┌──
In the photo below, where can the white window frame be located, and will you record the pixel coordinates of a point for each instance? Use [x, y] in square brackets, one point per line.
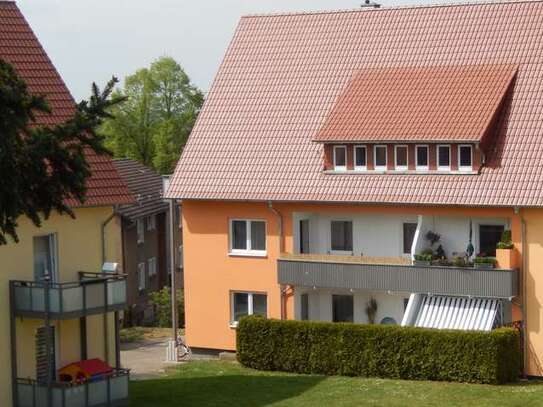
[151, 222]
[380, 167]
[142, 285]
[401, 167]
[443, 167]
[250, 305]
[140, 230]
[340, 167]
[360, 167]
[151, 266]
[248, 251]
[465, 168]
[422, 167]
└──
┌──
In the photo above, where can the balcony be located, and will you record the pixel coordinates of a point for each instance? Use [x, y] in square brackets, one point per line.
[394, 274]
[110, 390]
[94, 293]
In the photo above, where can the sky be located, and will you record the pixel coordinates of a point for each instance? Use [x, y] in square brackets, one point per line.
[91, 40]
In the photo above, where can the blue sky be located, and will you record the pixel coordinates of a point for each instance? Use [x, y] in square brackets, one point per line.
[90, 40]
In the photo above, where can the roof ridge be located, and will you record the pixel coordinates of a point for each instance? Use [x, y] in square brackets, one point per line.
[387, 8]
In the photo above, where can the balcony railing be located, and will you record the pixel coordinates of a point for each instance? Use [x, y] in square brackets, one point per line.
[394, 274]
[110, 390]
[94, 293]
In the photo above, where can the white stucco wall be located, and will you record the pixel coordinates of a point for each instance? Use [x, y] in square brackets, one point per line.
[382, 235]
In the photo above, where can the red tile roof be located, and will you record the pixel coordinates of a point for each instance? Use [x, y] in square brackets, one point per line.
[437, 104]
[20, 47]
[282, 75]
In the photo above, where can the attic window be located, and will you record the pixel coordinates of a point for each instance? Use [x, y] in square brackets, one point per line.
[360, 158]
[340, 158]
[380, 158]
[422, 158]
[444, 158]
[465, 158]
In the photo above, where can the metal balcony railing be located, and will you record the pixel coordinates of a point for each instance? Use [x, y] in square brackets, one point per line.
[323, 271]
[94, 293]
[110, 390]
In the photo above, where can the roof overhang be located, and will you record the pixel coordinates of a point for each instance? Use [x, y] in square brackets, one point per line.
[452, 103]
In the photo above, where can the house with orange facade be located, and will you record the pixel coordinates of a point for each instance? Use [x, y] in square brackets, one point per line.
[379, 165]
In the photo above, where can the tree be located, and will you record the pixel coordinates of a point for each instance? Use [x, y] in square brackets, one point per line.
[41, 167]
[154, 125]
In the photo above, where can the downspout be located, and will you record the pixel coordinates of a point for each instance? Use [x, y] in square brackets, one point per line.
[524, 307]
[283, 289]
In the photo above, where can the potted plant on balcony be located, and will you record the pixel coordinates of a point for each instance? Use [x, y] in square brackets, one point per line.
└──
» ACTIVITY
Take the listing above and repeat exactly the lines from the one containing "In the photo above, where can the house" through the one containing "In the photo above, where can the potted", both included.

» WRITTEN SOLUTION
In the photo above, where can the house with orange facade be located, and will you record the pixel coordinates of a point for each instance? Use [x, y] in square brackets, one point per line.
[379, 165]
In the photo above, where can the tree be located, and will you record the pixel coordinates of a point for each instance? Use [x, y] in square brackets, one point per line.
[41, 167]
[154, 125]
In the photo above, where can the downspout be located, and will you record the pixel coordinates of a point for each instance? Use [x, y] in square brackets, one point per line.
[524, 307]
[283, 289]
In the photo above, where can the potted plant on balcony be located, and will you record the pixel coordinates of a point for each instance? Use [x, y] in square brackets, one point per line.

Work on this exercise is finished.